DATA TO USE START

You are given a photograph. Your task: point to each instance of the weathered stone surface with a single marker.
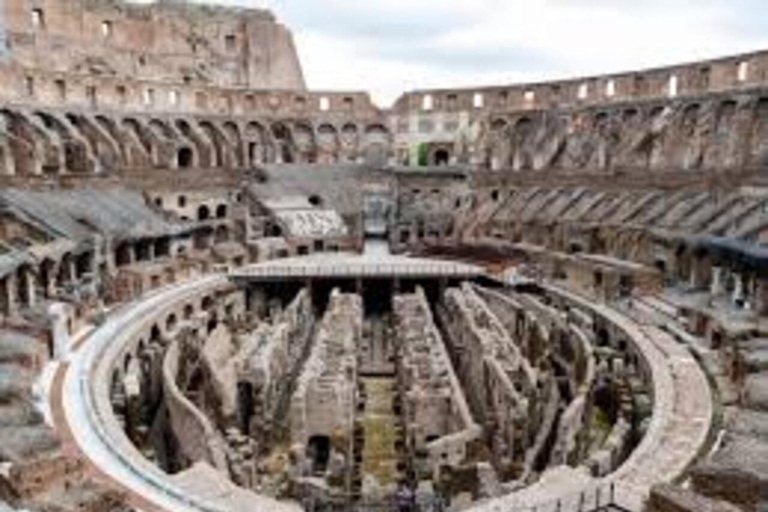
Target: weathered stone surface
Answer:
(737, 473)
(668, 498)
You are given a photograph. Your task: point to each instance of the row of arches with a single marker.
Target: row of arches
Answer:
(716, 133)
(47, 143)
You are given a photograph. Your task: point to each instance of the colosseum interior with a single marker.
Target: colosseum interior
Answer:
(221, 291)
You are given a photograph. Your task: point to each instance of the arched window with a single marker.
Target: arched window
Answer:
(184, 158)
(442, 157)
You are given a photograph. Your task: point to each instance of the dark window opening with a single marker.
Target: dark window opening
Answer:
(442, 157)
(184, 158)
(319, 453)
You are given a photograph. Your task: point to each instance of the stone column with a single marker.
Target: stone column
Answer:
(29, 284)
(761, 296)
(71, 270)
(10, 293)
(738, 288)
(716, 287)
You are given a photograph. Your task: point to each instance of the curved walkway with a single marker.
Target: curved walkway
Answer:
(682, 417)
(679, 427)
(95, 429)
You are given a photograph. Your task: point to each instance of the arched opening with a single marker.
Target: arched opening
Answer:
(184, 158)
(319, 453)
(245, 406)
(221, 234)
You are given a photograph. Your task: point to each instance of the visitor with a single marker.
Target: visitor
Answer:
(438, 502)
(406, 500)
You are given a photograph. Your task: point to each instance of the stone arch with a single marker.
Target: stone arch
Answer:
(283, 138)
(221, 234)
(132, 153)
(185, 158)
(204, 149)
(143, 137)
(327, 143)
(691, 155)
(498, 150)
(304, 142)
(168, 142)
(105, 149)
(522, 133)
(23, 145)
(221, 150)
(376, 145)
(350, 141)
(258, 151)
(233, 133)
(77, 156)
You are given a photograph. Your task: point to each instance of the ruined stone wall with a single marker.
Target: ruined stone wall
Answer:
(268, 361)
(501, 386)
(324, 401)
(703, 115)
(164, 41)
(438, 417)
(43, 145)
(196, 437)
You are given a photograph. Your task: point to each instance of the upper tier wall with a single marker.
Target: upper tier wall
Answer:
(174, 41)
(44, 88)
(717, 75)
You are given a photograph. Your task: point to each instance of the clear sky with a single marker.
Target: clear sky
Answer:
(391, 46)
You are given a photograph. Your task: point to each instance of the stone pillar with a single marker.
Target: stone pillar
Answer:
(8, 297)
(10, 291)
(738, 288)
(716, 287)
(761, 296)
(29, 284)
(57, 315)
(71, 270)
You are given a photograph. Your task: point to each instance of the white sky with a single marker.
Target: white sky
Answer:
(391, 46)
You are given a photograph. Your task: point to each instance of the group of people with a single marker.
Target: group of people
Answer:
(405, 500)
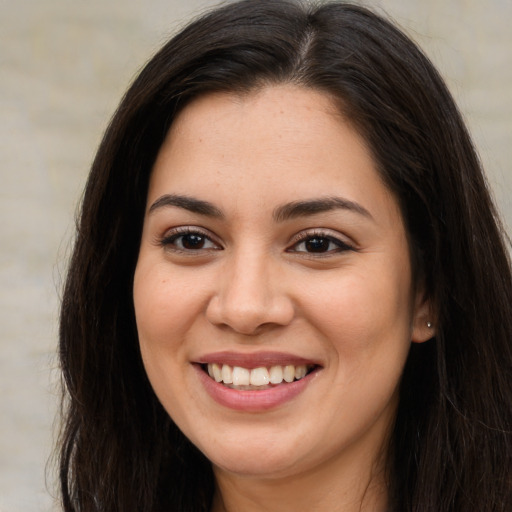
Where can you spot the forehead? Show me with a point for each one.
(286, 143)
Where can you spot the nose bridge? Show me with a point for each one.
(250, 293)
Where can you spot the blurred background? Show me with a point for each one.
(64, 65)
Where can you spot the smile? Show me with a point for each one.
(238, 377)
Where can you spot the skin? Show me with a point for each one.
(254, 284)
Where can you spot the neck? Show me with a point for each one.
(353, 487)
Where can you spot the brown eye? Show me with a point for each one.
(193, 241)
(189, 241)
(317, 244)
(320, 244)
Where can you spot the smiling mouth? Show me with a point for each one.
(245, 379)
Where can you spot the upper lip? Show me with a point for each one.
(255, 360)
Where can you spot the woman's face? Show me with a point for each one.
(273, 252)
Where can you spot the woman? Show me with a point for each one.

DATA TO USE END

● TASK BRIEF
Keeping the pictures out, output the records from above exactly and completely.

● REPLY
You are given a photograph. Your task: point to each instance of the weathered stone surface with a single marker.
Target: weathered stone surface
Answer:
(737, 473)
(668, 498)
You are given a photograph. Your task: point to each instance of the row of arches with a single marker.
Target: row of arches
Answer:
(716, 133)
(47, 143)
You are given a photograph. Your task: point to each instance of the colosseum interior with a single marker.
Target: colosseum interior
Answer:
(221, 291)
You are given a photograph. Your task: point to each instance of the arched window with a single marker.
Target: arched window
Answer:
(184, 158)
(442, 157)
You are given a photograph. Your task: point to each instance of the dark window opening with a single marker.
Target: dark window opening
Answer:
(442, 157)
(184, 158)
(319, 453)
You are given a photograph. Your task: point to each instance of the stone column with a single marker.
Target: stone column
Answer:
(29, 284)
(761, 296)
(71, 270)
(10, 293)
(738, 288)
(716, 287)
You are given a photograph. Your task: point to each instance of the curved walkway with a single marker.
Target: curved walkway
Answer:
(682, 417)
(679, 427)
(95, 429)
You are given a photograph. Your task: point to each instance of the arched opening with a single marker.
Target: arched opening
Answer:
(184, 158)
(319, 453)
(245, 406)
(221, 234)
You are given a photograph. Your task: point to each instance of the visitor with a single marker.
Target: visitor
Answer:
(438, 502)
(406, 500)
You are given a photograph. Your task: point to each instance of the stone arch with a single marker.
Target: stone arch
Answer:
(283, 138)
(221, 234)
(132, 153)
(185, 158)
(204, 149)
(143, 137)
(327, 143)
(691, 155)
(498, 150)
(304, 142)
(168, 142)
(105, 149)
(522, 133)
(23, 145)
(221, 150)
(376, 145)
(350, 141)
(258, 151)
(233, 133)
(77, 156)
You are given a photograph. Your task: point to each instance of the ruined stone wall with a single marker.
Target: ruined stone wall
Answer:
(268, 361)
(501, 386)
(324, 401)
(703, 115)
(164, 41)
(438, 417)
(43, 145)
(196, 437)
You are given a photograph. Your task: point to each instance of the upper tier wall with a single marker.
Target: upper tier wall
Answer:
(174, 41)
(44, 88)
(717, 75)
You are given a photograph. Your task: point to each instance of the clear sky with a single marker.
Target: clear sky
Answer:
(391, 46)
You are given a photograph. Your task: point to each instance of the stone pillar with a single marker.
Target: stone pillar
Answer:
(8, 297)
(10, 291)
(738, 288)
(716, 287)
(761, 296)
(29, 284)
(57, 315)
(71, 270)
You are given a photograph. Your task: point to each instance of the white sky with a single marker.
Target: white sky
Answer:
(391, 46)
You are given a photograph. Your task: point to each instance of the group of people with a single marker.
Target: group of people
Answer:
(405, 500)
Where can you spot the forehead? Show me with a point for each one.
(286, 143)
Where can you spot the nose bridge? Show me with a point for each one.
(250, 293)
Where can you spot the blurred background? Show me with a point for each one.
(64, 65)
Where can you spot the smile? Show me with a point for each one.
(238, 377)
Where can you spot the skin? Show me with a point for each one.
(254, 284)
Where can you spot the neck? Show me with a point for each one.
(353, 487)
Where can you spot the brown eye? Show me with a point for each one.
(193, 241)
(189, 241)
(317, 244)
(320, 244)
Where can you spot the smiling mouth? Show me with a point for each one.
(245, 379)
Where can you spot the upper lip? Show me with a point for each one.
(255, 360)
Where can you spot the woman's face? Show me with a point for each one.
(273, 252)
Where can you spot the woman? Show me with a point for each one.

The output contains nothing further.